== Records supplied
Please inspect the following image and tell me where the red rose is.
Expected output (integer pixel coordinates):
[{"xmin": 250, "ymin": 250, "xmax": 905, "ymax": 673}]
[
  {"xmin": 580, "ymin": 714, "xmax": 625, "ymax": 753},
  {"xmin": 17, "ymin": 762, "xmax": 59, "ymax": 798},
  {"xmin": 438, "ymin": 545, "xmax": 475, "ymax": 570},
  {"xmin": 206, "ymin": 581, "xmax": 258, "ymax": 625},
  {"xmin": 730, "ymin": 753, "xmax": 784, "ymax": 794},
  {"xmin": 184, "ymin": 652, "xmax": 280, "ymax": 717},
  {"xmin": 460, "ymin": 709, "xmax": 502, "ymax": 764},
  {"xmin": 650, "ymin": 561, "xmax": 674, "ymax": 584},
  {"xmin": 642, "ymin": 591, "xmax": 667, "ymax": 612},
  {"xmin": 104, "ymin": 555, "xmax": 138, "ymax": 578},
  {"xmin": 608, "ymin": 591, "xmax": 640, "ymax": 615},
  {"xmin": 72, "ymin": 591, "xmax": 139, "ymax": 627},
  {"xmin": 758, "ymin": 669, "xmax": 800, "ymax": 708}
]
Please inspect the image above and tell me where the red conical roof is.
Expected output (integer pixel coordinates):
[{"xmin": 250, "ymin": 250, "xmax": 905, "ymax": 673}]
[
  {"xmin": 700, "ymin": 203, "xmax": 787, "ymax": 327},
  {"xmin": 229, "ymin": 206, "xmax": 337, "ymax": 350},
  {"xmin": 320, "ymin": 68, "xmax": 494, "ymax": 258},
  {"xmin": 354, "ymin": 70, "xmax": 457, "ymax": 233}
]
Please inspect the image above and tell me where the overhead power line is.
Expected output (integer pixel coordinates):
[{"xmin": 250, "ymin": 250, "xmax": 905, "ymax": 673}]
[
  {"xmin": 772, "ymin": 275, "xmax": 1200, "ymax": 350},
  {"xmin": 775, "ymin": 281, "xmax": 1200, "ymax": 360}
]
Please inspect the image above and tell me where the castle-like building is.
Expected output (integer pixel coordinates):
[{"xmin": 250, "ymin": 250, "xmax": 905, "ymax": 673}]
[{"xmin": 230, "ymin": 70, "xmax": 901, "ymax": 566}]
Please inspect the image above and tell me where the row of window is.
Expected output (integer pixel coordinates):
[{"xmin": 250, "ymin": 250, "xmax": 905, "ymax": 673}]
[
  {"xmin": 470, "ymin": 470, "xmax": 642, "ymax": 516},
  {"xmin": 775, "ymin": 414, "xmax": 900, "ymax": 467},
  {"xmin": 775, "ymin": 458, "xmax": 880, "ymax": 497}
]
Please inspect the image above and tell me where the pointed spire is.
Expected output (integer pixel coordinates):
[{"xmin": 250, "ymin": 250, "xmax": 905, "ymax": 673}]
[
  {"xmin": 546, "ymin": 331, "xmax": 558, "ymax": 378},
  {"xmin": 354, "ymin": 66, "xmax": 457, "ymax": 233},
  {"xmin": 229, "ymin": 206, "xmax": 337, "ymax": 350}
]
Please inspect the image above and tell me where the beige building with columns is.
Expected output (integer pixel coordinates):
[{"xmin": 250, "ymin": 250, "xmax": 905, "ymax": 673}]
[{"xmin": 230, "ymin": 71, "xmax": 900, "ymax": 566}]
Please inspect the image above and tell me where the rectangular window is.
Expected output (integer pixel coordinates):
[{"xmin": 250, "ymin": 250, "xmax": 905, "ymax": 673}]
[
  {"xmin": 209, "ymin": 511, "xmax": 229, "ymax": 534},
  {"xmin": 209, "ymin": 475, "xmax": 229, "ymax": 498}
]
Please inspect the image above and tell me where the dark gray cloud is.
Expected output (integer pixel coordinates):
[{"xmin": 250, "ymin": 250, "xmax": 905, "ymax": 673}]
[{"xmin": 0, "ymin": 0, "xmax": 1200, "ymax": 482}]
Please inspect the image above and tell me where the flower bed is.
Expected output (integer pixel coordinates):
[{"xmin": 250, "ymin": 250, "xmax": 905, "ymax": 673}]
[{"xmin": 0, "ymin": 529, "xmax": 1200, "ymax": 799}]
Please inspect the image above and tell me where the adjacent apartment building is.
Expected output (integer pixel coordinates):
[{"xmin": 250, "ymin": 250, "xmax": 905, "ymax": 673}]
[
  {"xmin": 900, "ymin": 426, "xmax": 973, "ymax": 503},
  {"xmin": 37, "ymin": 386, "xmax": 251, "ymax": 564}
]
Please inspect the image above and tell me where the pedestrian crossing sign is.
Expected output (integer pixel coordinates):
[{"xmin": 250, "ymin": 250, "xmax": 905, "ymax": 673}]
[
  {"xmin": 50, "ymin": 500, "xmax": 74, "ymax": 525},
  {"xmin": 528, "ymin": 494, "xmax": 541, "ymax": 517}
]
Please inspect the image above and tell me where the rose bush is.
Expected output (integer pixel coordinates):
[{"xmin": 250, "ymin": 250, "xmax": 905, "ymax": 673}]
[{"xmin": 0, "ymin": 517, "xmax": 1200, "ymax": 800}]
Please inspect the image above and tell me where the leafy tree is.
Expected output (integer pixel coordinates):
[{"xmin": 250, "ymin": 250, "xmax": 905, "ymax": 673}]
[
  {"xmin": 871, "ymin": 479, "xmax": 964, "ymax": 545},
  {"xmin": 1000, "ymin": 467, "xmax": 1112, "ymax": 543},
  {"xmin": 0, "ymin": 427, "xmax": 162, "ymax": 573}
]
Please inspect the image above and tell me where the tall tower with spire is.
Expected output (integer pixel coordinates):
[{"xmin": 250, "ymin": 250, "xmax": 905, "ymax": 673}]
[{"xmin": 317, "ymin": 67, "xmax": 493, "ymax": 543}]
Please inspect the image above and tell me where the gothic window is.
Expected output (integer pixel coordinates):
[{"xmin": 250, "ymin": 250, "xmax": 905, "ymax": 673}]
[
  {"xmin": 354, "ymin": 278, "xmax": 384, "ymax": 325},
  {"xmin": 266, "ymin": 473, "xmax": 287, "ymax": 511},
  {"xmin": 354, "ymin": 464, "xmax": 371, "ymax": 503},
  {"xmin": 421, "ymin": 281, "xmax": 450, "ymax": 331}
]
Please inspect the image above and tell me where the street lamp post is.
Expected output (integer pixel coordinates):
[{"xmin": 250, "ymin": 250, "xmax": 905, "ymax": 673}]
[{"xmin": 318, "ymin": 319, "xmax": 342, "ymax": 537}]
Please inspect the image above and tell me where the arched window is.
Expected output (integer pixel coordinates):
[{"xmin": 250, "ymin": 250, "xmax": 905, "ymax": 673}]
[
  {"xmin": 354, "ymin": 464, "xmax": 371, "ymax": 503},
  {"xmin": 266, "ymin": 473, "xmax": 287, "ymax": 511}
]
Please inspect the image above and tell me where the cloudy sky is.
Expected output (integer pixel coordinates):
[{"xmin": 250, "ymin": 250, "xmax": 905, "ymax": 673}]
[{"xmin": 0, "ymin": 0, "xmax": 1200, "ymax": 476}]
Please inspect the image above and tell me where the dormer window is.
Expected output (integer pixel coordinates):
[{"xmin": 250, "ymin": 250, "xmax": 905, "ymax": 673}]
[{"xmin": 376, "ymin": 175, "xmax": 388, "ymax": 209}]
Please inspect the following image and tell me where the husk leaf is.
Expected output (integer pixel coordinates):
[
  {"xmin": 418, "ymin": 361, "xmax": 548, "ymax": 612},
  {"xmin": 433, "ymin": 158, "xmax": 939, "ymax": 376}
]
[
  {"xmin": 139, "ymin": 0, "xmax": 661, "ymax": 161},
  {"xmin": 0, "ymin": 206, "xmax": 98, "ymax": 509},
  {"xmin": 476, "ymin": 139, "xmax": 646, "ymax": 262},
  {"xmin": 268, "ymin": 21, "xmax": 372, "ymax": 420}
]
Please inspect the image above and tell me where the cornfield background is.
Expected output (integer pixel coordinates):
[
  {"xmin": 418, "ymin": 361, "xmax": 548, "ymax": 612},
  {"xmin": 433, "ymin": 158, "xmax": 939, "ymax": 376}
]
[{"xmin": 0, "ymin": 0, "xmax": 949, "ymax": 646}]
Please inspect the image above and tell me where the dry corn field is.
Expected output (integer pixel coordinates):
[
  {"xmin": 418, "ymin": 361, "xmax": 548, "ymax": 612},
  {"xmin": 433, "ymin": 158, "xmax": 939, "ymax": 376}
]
====
- Directions for this task: Tally the lines in the records above that contain the word "rose". Reply with the number alone.

- Reply to the task: 2